What is being asked
Please set down the records exactly, keeping every line.

Point-per-instance localization data
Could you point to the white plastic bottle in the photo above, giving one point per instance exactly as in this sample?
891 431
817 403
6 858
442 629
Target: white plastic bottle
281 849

Solution to the problem
Could you point to the white plastic bottle in the photo above, giving one point per instance exactly as in this sample?
891 431
817 403
6 858
442 629
Target: white plastic bottle
281 849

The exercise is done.